━━━━━ Provided data ━━━━━

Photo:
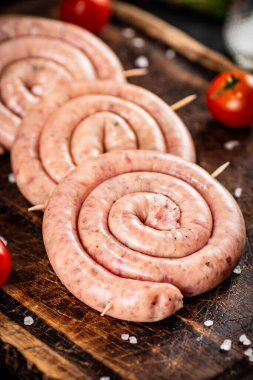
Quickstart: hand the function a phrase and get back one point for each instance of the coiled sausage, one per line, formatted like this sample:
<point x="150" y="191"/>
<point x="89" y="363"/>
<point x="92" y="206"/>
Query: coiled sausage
<point x="38" y="55"/>
<point x="85" y="120"/>
<point x="140" y="229"/>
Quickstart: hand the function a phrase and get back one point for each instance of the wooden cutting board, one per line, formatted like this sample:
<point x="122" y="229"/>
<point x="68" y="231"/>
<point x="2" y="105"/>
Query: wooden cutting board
<point x="71" y="341"/>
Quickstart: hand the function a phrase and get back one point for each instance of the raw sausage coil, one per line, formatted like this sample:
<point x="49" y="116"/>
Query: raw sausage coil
<point x="139" y="230"/>
<point x="68" y="127"/>
<point x="37" y="55"/>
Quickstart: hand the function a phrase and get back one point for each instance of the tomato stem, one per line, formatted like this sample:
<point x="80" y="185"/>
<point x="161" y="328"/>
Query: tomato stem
<point x="229" y="85"/>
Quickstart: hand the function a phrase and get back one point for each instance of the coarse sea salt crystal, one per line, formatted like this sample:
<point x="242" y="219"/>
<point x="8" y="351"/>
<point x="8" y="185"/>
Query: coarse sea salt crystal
<point x="11" y="178"/>
<point x="226" y="345"/>
<point x="238" y="192"/>
<point x="244" y="340"/>
<point x="128" y="32"/>
<point x="28" y="321"/>
<point x="237" y="270"/>
<point x="232" y="144"/>
<point x="124" y="336"/>
<point x="138" y="42"/>
<point x="3" y="240"/>
<point x="248" y="352"/>
<point x="170" y="54"/>
<point x="142" y="61"/>
<point x="208" y="323"/>
<point x="132" y="340"/>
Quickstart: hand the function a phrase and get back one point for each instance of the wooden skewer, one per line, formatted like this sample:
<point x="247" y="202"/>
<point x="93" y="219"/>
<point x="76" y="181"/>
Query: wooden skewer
<point x="176" y="106"/>
<point x="40" y="207"/>
<point x="135" y="73"/>
<point x="220" y="169"/>
<point x="183" y="102"/>
<point x="172" y="36"/>
<point x="107" y="308"/>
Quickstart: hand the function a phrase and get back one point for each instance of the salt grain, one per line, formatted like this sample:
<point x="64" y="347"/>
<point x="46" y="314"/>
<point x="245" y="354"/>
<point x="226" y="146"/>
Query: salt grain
<point x="208" y="323"/>
<point x="124" y="336"/>
<point x="226" y="345"/>
<point x="142" y="61"/>
<point x="128" y="32"/>
<point x="238" y="192"/>
<point x="132" y="340"/>
<point x="138" y="42"/>
<point x="3" y="240"/>
<point x="11" y="178"/>
<point x="28" y="321"/>
<point x="248" y="352"/>
<point x="170" y="54"/>
<point x="232" y="144"/>
<point x="237" y="270"/>
<point x="244" y="340"/>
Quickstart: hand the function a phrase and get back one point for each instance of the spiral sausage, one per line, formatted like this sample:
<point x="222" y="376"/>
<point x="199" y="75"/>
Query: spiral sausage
<point x="37" y="55"/>
<point x="85" y="120"/>
<point x="140" y="229"/>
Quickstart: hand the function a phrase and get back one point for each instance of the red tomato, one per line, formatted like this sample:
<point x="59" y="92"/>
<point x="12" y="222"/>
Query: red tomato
<point x="90" y="14"/>
<point x="230" y="98"/>
<point x="5" y="263"/>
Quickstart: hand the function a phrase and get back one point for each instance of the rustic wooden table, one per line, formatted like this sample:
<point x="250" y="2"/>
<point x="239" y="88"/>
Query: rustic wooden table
<point x="69" y="340"/>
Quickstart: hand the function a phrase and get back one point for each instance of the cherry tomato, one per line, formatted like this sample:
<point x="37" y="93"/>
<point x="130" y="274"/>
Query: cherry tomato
<point x="5" y="263"/>
<point x="90" y="14"/>
<point x="230" y="98"/>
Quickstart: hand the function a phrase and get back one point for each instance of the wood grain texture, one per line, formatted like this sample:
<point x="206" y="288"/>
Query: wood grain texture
<point x="75" y="338"/>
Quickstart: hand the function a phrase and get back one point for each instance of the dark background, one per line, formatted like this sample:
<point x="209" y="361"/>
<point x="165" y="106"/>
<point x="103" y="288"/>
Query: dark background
<point x="205" y="28"/>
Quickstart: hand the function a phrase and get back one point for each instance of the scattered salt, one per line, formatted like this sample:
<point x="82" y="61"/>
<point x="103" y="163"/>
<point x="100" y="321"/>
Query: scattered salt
<point x="142" y="61"/>
<point x="28" y="321"/>
<point x="138" y="42"/>
<point x="170" y="54"/>
<point x="238" y="192"/>
<point x="132" y="340"/>
<point x="3" y="240"/>
<point x="226" y="345"/>
<point x="248" y="352"/>
<point x="237" y="270"/>
<point x="124" y="336"/>
<point x="244" y="340"/>
<point x="208" y="323"/>
<point x="11" y="178"/>
<point x="128" y="32"/>
<point x="230" y="145"/>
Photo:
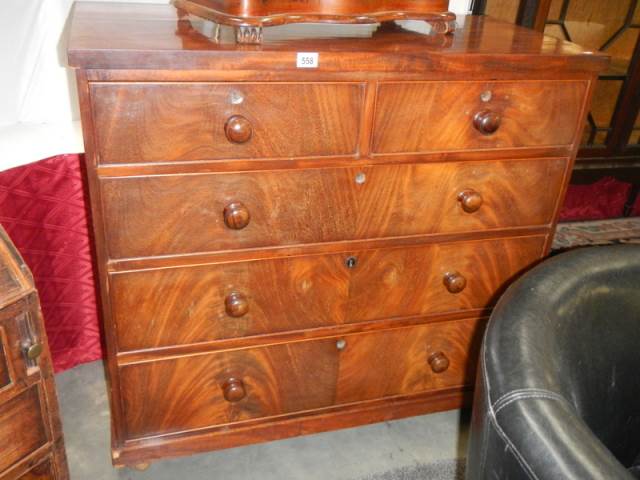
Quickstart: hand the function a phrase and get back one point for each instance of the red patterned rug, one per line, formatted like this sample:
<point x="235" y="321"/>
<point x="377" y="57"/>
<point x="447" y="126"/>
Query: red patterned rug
<point x="598" y="232"/>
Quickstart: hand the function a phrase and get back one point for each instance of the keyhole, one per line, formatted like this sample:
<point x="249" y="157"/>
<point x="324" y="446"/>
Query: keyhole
<point x="486" y="96"/>
<point x="351" y="262"/>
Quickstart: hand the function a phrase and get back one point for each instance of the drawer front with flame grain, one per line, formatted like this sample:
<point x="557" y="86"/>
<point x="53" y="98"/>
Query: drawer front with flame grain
<point x="422" y="117"/>
<point x="233" y="386"/>
<point x="187" y="305"/>
<point x="151" y="123"/>
<point x="172" y="214"/>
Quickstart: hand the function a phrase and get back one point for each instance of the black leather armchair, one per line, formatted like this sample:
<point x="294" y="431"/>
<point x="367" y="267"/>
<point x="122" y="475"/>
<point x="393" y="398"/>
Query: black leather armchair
<point x="558" y="388"/>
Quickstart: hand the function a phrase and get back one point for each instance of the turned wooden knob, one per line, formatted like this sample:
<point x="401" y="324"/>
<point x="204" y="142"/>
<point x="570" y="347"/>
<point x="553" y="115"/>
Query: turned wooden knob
<point x="32" y="350"/>
<point x="233" y="390"/>
<point x="470" y="200"/>
<point x="454" y="281"/>
<point x="236" y="305"/>
<point x="236" y="216"/>
<point x="487" y="122"/>
<point x="238" y="129"/>
<point x="438" y="362"/>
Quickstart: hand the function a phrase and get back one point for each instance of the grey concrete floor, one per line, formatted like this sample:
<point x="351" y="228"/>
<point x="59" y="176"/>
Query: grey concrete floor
<point x="350" y="454"/>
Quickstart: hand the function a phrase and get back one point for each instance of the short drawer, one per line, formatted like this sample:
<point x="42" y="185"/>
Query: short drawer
<point x="190" y="305"/>
<point x="150" y="123"/>
<point x="173" y="214"/>
<point x="422" y="117"/>
<point x="229" y="387"/>
<point x="22" y="418"/>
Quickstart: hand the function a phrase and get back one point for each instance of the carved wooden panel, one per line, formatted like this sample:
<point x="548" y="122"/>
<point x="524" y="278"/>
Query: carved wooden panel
<point x="22" y="427"/>
<point x="439" y="116"/>
<point x="149" y="122"/>
<point x="147" y="216"/>
<point x="185" y="305"/>
<point x="189" y="392"/>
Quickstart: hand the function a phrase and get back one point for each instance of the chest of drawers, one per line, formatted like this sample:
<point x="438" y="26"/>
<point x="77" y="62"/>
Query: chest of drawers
<point x="284" y="251"/>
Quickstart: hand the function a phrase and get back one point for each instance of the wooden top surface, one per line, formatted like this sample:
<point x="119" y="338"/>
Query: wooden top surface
<point x="142" y="36"/>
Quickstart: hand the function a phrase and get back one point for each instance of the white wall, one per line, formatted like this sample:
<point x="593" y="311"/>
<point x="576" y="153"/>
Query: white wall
<point x="38" y="101"/>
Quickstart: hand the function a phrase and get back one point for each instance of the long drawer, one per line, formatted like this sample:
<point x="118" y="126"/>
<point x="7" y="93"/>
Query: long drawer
<point x="175" y="214"/>
<point x="421" y="117"/>
<point x="148" y="123"/>
<point x="186" y="305"/>
<point x="228" y="387"/>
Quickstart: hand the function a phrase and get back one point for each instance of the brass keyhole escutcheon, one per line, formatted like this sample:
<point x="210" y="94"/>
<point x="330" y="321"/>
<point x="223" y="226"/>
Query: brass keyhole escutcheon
<point x="351" y="262"/>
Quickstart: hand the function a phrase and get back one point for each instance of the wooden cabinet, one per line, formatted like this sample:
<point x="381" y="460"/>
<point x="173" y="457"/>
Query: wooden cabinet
<point x="30" y="430"/>
<point x="610" y="135"/>
<point x="288" y="250"/>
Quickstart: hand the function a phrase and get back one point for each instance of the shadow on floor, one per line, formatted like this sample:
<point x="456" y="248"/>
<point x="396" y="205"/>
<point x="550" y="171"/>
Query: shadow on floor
<point x="397" y="450"/>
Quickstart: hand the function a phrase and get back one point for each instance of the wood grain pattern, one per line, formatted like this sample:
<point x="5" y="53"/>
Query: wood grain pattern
<point x="259" y="430"/>
<point x="149" y="216"/>
<point x="181" y="306"/>
<point x="410" y="281"/>
<point x="186" y="122"/>
<point x="423" y="117"/>
<point x="154" y="37"/>
<point x="42" y="471"/>
<point x="5" y="373"/>
<point x="30" y="430"/>
<point x="252" y="16"/>
<point x="22" y="427"/>
<point x="187" y="392"/>
<point x="187" y="305"/>
<point x="437" y="211"/>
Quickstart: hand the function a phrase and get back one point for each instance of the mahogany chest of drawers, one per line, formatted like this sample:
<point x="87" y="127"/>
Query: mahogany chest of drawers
<point x="287" y="250"/>
<point x="31" y="444"/>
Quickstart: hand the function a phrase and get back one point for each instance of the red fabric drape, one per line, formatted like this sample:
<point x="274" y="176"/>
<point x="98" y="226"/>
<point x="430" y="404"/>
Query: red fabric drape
<point x="603" y="199"/>
<point x="43" y="207"/>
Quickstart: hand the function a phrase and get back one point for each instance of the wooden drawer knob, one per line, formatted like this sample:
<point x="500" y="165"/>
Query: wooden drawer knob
<point x="487" y="122"/>
<point x="233" y="390"/>
<point x="454" y="281"/>
<point x="238" y="129"/>
<point x="32" y="350"/>
<point x="470" y="200"/>
<point x="236" y="305"/>
<point x="438" y="362"/>
<point x="236" y="216"/>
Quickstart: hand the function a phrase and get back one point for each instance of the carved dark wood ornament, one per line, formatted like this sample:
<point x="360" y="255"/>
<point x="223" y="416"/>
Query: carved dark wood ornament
<point x="249" y="17"/>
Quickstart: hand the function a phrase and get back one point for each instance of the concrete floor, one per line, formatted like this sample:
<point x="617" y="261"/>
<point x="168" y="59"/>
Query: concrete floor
<point x="415" y="445"/>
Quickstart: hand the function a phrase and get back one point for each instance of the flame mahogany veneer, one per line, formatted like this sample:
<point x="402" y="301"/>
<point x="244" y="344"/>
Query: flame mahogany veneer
<point x="288" y="250"/>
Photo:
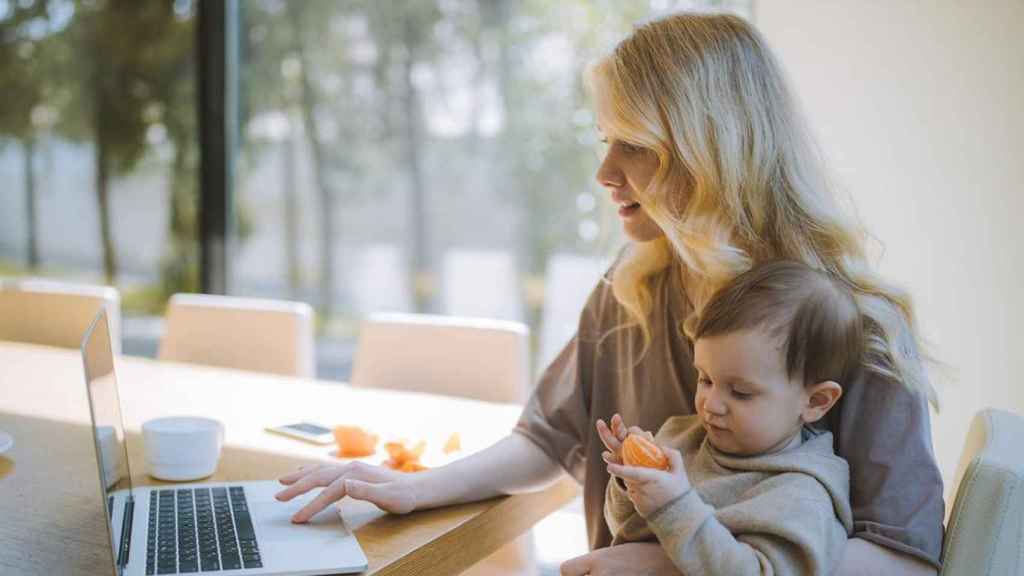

━━━━━

Please retype the lines from the one that contains "Query: concrete floor" to the final line of the records, both included, exactly as written and without any pictures.

Query: concrete floor
<point x="415" y="445"/>
Quickstart: hand the function a phrase and get back one point for each instance of the flame mahogany veneer, one per line, formatted like this sample:
<point x="402" y="301"/>
<point x="244" y="344"/>
Query: flame mahogany veneer
<point x="288" y="250"/>
Photo:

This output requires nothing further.